- [Work item]:
Write out the stretch of the article on the heart-disease protein below from "The studies, being" through "of lowering cholesterol.", keeping every word and punctuation mark the same.

- [Passage to read]:

Thursday, January 06, 2005

Protein Has a Big Role in Heart Disease

The New York Times > Health > Two Studies Suggest a Protein Has a Big Role in Heart Disease
By GINA KOLATA
(From Maria Inês Reinert Azambuja)

Reducing the levels of a certain protein secreted by the body may be as powerful a tool in slowing heart disease and preventing heart attacks and cardiac-related death as lowering cholesterol, two teams of researchers are reporting today.

The studies, being published in The New England Journal of Medicine, provide the strongest evidence yet that the protein - known as CRP, for C-reactive protein - plays a role in heart disease.

The participants were patients with severe heart disease who were taking high doses of statin drugs, which reduce both cholesterol and CRP. Lower CRP levels, the researchers found, were linked to a slower progression of atherosclerosis and fewer heart attacks and deaths. And this effect was independent of the effect of lowering cholesterol.

"What we now have is hard clinical evidence that reducing CRP is at least as important as lowering cholesterol," said Dr. Paul Ridker of Brigham and Women's Hospital in Boston, the lead author of one of the studies.


Há sempre uma esperança ou uma ilusão de que atrás dos interesses econômicos e de mercado haja novas conquistas com benefício para a saúde da população.

There is an expectation or ilusion, behid the economic and market interests to get new achievements with benefit to humankind.

- [Provided data]:

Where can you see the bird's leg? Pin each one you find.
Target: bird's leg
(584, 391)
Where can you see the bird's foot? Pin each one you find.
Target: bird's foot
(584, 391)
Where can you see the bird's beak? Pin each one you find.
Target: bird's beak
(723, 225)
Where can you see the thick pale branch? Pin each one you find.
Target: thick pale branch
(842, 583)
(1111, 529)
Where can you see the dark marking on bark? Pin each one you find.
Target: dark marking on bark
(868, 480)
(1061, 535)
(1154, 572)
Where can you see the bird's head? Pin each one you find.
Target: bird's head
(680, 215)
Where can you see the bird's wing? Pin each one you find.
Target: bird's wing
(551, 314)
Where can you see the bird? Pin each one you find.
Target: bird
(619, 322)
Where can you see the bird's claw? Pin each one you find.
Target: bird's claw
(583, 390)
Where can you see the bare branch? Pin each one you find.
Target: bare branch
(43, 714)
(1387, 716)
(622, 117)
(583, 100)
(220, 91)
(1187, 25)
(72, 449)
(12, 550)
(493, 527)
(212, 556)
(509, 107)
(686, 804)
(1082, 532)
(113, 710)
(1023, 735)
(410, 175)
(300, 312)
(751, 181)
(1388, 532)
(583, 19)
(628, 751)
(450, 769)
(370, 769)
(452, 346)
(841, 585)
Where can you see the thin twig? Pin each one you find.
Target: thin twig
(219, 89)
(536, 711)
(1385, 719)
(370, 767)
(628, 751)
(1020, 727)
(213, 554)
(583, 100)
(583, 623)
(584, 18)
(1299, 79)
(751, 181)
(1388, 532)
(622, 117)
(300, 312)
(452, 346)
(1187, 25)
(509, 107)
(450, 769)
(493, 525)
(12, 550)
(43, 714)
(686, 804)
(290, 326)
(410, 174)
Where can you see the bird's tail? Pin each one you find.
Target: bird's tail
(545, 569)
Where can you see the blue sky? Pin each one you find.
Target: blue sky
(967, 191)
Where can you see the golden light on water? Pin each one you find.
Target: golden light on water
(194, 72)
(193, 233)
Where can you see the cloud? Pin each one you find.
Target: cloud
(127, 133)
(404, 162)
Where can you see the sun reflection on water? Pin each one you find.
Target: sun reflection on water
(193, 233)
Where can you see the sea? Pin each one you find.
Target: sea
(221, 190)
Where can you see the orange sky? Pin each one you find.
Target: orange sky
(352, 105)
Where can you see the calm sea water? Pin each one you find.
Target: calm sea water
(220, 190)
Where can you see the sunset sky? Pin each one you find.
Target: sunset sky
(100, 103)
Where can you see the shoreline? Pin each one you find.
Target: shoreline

- [Response to the exercise]:
The studies, being published in The New England Journal of Medicine, provide the strongest evidence yet that the protein - known as CRP, for C-reactive protein - plays a role in heart disease.

The participants were patients with severe heart disease who were taking high doses of statin drugs, which reduce both cholesterol and CRP. Lower CRP levels, the researchers found, were linked to a slower progression of atherosclerosis and fewer heart attacks and deaths. And this effect was independent of the effect of lowering cholesterol.